Stored data entries
______
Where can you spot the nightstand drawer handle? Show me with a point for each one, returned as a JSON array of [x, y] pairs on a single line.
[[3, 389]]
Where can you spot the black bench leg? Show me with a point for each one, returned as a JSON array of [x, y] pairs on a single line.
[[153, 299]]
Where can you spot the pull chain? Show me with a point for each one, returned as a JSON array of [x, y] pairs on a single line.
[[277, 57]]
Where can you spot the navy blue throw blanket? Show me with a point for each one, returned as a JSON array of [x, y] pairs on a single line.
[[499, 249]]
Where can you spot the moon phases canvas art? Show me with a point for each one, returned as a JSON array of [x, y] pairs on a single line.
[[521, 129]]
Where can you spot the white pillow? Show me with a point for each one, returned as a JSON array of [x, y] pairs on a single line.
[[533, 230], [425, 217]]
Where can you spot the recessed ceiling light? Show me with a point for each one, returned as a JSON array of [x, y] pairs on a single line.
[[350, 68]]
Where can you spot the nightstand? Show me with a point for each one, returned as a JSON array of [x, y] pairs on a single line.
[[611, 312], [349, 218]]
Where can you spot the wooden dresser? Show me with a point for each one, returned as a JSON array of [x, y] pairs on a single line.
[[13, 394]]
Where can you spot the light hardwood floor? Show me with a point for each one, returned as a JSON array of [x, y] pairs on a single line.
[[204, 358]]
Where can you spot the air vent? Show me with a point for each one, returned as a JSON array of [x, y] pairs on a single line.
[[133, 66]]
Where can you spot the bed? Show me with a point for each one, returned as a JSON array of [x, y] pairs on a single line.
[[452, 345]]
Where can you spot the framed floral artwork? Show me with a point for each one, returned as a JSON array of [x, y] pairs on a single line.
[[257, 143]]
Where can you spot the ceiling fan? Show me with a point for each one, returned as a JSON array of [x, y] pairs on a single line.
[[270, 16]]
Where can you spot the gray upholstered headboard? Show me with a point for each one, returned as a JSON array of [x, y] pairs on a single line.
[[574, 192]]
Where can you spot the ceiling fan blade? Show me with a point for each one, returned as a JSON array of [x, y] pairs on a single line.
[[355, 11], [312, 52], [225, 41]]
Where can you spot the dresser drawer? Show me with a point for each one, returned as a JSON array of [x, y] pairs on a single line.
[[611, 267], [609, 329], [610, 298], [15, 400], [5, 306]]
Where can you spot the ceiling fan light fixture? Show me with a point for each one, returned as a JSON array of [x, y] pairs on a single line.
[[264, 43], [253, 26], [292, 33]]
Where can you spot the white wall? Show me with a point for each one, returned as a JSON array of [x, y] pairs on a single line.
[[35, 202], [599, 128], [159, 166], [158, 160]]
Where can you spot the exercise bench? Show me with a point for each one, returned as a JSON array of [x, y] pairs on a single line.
______
* [Task requirements]
Give all of the records above as a numbered list, leaving out any blank lines.

* [Correct answer]
1. Where can you spot the nightstand drawer handle? Show me with a point for each one, returned as a JSON array of [x, y] pairs on a single line.
2. [[3, 389]]
3. Where can you spot the black bench leg? Show me with a point for each one, returned as a JSON array of [x, y] pairs on a single line.
4. [[153, 299]]
5. Where can you spot the pull chain? Show me with a point for each one, returned as a JSON array of [x, y] pairs on a single line.
6. [[277, 57]]
7. Where can you spot the navy blue throw blanket? Show me with a point for each one, returned as a JSON array of [x, y] pairs on a single line.
8. [[499, 249]]
9. Where can you spot the moon phases canvas art? Show me with a point for each one, returned as a JSON array of [x, y] pairs on a single line.
10. [[521, 129]]
11. Where can you spot the white pillow? Show me with a point for each one, returned as a JSON array of [x, y] pairs on a single line.
12. [[533, 230], [425, 217]]
13. Where can you spot the recessed ceiling light? Show me with a point for each one, returned as a JSON array of [x, y] pairs on a single line.
14. [[350, 68]]
15. Where can you spot the nightstand? Show me with a point for each one, returned as a JSON array of [x, y] pairs on a single line.
16. [[611, 312], [349, 218]]
17. Where can you spot the wooden dresser? Show me with a point for each one, returned as a JSON array of [x, y] pairs on a single line.
18. [[13, 394]]
19. Where can you spot the light hardwood floor? Show me with a point for each one, returned as a JSON array of [x, y] pairs on a single line.
20. [[204, 358]]
21. Where can you spot the air vent? Show me with a point for each one, returned as a JSON array of [x, y] pairs on a single line.
22. [[133, 66]]
23. Where can you spot the bed? Show me with a point for each one, returned as a JSON array of [x, y] pairs on a single line.
24. [[452, 345]]
25. Where can you spot the framed floral artwork? Show me with a point for each one, returned as a JSON array of [x, y] pairs on a single line.
26. [[257, 143]]
27. Where can you spot the ceiling fan? Show me with a point for each one, returned as a JSON array of [x, y] pairs on a single line.
28. [[270, 16]]
29. Where can you spot the gray upholstered headboard? Show me with a point for each one, returned as a JSON array of [x, y] pairs on a single line.
30. [[574, 192]]
31. Where can you spot the ceiling fan blade? Show me with a point for each one, returned as a JSON array of [x, y] pairs on a single line.
32. [[355, 11], [312, 52], [225, 41]]
33. Where can you spot the dresser drawer? Show me with a point for each one, returned as a JSON array of [x, y] pairs on a single line.
34. [[611, 267], [609, 329], [610, 298], [15, 400], [5, 306]]
35. Where can you spot the ceiling fan light fixture? Show me with a point for each one, returned as a JSON array of [x, y] pairs on a single line.
36. [[264, 43], [253, 26], [292, 33]]
37. Where can you spot the white wall? Show me with a point for each one, returned as a JSON array of [x, y] pairs on a single line.
38. [[35, 202], [599, 128], [159, 166], [158, 160]]
39. Where can you spot the exercise bench? Show me with a point for each one, returned as a JSON array of [x, y] pairs on a single line.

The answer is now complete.